- Study questions:
**A)** Using the page on current fellows, decide whether each statement agrees with it. Give yes or no, then quote the words that decide it. (i) Naida Lehmann earned her PhD in Biology from McGill University. (ii) Naida Lehmann's Master's degree is from the University of Washington. (iii) Colleen O'Brien once worked as a curriculum specialist at the Southern Poverty Law Center.
**B)** The page on current fellows says that Colleen O'Brien enjoys "the outside" outside the campus. Explain what the page means by "the outside."

- Selected passage:
=-=-=
Current Fellows
During the 2007-2008 academic year the Center for Women's InterCultural Leadership welcomes the following Fellows
Naida Lehmann
Biology
Naida Lehmann is a CWIL Fellow with appointment to the Department of Biology. She received her BS in Botany from the University of Washington in Seattle, a Master’s degree in Botany from the University of Texas in Austin, and PhD in Biology from McGill University in Montreal, Quebec, Canada. Naida has spent several years mapping and restoring native landscapes in Northern Indiana. Her research explores plant population and vegetation changes over time, and her teaching interests lie in intercultural ecology and environmental studies.
Contact Information
Saint Mary's College
250 Science Hall
Notre Dame, IN 46556
Phone (574) 284-4816
Colleen O'Brien
Humanistic Studies
Colleen O’Brien is a current CWIL fellow and teaches in Humanistic Studies. She received her Ph.D. in English and Women’s Studies from the University of Michigan and has held postdoctoral fellowships at the University of Oregon and Johns Hopkins University as well as a Fulbright research grant at the University of Botswana. Before arriving at Saint Mary’s, she taught at Wake Forest University and, prior to that, worked as a curriculum specialist at the Southern Poverty Law Center. Her research interests include 19th and 20th century reform movements and transnational American studies. Outside the campus, she enjoys the outside—the natural world.
=-=-=
- Information provided:
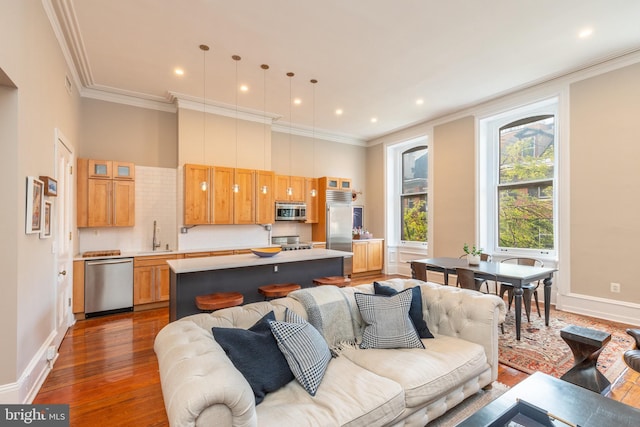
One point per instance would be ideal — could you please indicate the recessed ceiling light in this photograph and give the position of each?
(583, 34)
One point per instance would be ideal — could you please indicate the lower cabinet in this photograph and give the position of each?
(367, 256)
(151, 279)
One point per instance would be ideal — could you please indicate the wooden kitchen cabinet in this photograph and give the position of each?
(105, 193)
(295, 183)
(265, 197)
(367, 256)
(244, 209)
(343, 184)
(78, 287)
(311, 199)
(151, 279)
(218, 203)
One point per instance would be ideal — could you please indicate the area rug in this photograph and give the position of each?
(542, 349)
(469, 406)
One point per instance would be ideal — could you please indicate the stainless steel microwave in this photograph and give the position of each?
(291, 211)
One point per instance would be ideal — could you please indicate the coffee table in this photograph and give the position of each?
(568, 401)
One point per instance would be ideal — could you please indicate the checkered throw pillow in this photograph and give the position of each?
(387, 321)
(307, 353)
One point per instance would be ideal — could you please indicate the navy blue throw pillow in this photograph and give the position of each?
(255, 353)
(415, 311)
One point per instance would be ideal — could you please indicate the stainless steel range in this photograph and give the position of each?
(290, 243)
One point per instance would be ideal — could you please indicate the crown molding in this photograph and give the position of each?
(134, 99)
(189, 102)
(317, 134)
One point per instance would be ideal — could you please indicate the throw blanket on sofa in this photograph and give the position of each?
(331, 312)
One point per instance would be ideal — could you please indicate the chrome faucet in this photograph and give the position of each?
(156, 243)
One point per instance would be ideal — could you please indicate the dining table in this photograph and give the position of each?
(515, 274)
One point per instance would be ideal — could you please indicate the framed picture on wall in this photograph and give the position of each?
(50, 186)
(35, 205)
(46, 227)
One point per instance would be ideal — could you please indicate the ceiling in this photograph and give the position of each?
(372, 58)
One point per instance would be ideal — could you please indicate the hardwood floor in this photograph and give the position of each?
(108, 373)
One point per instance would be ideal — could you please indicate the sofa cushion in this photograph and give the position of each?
(415, 310)
(307, 353)
(264, 374)
(349, 396)
(387, 321)
(427, 374)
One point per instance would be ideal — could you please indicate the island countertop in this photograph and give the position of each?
(191, 265)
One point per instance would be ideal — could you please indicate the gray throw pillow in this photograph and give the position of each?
(255, 353)
(304, 348)
(387, 321)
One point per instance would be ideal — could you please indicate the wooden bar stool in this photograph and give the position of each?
(219, 300)
(338, 281)
(278, 290)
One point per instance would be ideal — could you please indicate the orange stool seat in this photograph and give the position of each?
(219, 300)
(278, 290)
(338, 281)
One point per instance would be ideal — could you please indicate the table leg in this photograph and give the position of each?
(517, 292)
(547, 299)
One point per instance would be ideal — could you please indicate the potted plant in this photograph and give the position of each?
(473, 254)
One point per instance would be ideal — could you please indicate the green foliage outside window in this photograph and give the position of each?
(415, 221)
(525, 193)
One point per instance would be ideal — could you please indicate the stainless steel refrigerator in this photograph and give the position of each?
(339, 224)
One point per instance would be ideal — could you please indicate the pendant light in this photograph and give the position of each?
(264, 189)
(314, 192)
(204, 48)
(290, 75)
(236, 58)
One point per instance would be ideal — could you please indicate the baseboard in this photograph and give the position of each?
(25, 389)
(602, 308)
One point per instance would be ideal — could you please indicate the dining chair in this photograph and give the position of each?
(467, 280)
(528, 289)
(419, 271)
(480, 282)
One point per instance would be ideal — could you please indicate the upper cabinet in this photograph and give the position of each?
(209, 196)
(265, 197)
(290, 188)
(106, 193)
(311, 199)
(338, 184)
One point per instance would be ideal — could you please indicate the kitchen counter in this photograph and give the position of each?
(190, 265)
(245, 273)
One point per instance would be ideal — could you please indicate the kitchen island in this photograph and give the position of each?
(244, 273)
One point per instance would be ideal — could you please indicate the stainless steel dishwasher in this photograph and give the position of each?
(108, 286)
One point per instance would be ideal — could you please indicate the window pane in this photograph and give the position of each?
(525, 217)
(527, 150)
(414, 218)
(414, 171)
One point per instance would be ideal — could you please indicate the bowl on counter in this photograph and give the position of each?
(266, 252)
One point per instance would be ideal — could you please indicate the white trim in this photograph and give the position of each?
(602, 308)
(134, 99)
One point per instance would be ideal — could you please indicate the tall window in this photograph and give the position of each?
(525, 184)
(413, 198)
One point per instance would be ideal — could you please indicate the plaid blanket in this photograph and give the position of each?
(332, 312)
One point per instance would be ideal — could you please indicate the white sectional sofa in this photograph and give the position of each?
(361, 387)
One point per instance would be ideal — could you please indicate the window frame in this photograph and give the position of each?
(402, 196)
(489, 175)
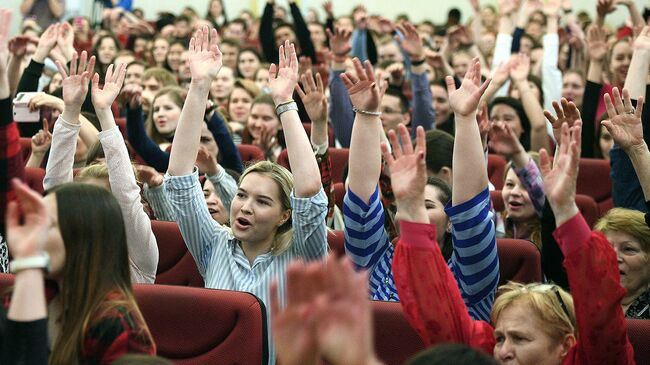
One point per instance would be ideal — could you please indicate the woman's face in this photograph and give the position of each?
(520, 338)
(436, 211)
(518, 205)
(54, 245)
(256, 211)
(262, 118)
(174, 56)
(165, 115)
(440, 103)
(505, 113)
(215, 206)
(620, 62)
(107, 51)
(632, 261)
(240, 105)
(159, 51)
(573, 88)
(605, 142)
(248, 63)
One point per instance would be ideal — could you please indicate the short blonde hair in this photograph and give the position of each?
(284, 180)
(627, 221)
(552, 305)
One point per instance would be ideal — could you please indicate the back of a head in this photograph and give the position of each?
(446, 354)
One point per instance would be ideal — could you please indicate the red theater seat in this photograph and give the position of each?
(204, 326)
(338, 156)
(176, 266)
(250, 153)
(496, 169)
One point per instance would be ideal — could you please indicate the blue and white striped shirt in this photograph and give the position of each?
(474, 260)
(221, 260)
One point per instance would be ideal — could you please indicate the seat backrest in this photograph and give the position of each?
(204, 326)
(249, 153)
(176, 266)
(496, 169)
(34, 178)
(519, 261)
(638, 331)
(594, 180)
(395, 339)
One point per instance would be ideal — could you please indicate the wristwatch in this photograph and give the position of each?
(38, 261)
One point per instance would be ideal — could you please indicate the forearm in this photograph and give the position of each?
(637, 74)
(365, 156)
(470, 171)
(188, 132)
(301, 156)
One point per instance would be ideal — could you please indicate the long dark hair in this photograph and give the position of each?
(96, 264)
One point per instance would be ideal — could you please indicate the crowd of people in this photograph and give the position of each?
(419, 107)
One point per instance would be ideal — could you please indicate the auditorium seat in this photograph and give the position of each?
(249, 153)
(34, 178)
(395, 340)
(204, 326)
(176, 266)
(594, 180)
(496, 169)
(586, 204)
(338, 156)
(519, 260)
(339, 194)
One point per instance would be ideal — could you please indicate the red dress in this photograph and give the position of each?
(434, 308)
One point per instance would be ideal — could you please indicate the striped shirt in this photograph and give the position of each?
(474, 261)
(218, 255)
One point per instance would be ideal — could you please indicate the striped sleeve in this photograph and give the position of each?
(366, 239)
(474, 261)
(309, 229)
(200, 232)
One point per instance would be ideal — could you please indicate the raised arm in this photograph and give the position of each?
(282, 81)
(143, 250)
(205, 63)
(470, 171)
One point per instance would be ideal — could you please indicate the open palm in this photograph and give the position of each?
(204, 55)
(103, 98)
(464, 101)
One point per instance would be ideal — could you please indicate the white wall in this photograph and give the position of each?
(416, 9)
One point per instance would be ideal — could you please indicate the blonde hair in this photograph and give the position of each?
(283, 178)
(558, 315)
(627, 221)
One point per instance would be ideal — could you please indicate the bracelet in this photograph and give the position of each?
(365, 112)
(285, 107)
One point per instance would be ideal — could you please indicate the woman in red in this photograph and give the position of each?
(531, 324)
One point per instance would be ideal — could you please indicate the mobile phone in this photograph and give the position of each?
(22, 114)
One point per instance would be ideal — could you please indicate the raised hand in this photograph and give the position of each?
(313, 97)
(75, 85)
(560, 180)
(408, 172)
(411, 43)
(596, 43)
(503, 141)
(364, 92)
(464, 101)
(42, 140)
(567, 112)
(284, 77)
(204, 55)
(339, 42)
(103, 98)
(519, 67)
(26, 221)
(642, 41)
(624, 122)
(46, 43)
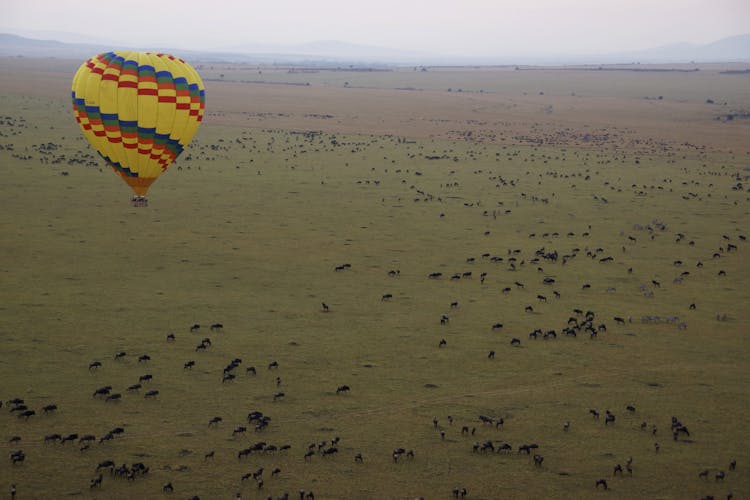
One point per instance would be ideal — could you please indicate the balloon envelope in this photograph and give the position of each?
(139, 110)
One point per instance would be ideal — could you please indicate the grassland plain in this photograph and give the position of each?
(248, 232)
=-=-=
- Answers provided:
**A)**
(i) Yes: "PhD in Biology from McGill University in Montreal, Quebec, Canada"
(ii) No: "a Master’s degree in Botany from the University of Texas in Austin"
(iii) Yes: "worked as a curriculum specialist at the Southern Poverty Law Center"

**B)** The page explains the phrase itself with the words that follow the dash. By "the outside" it means "the natural world."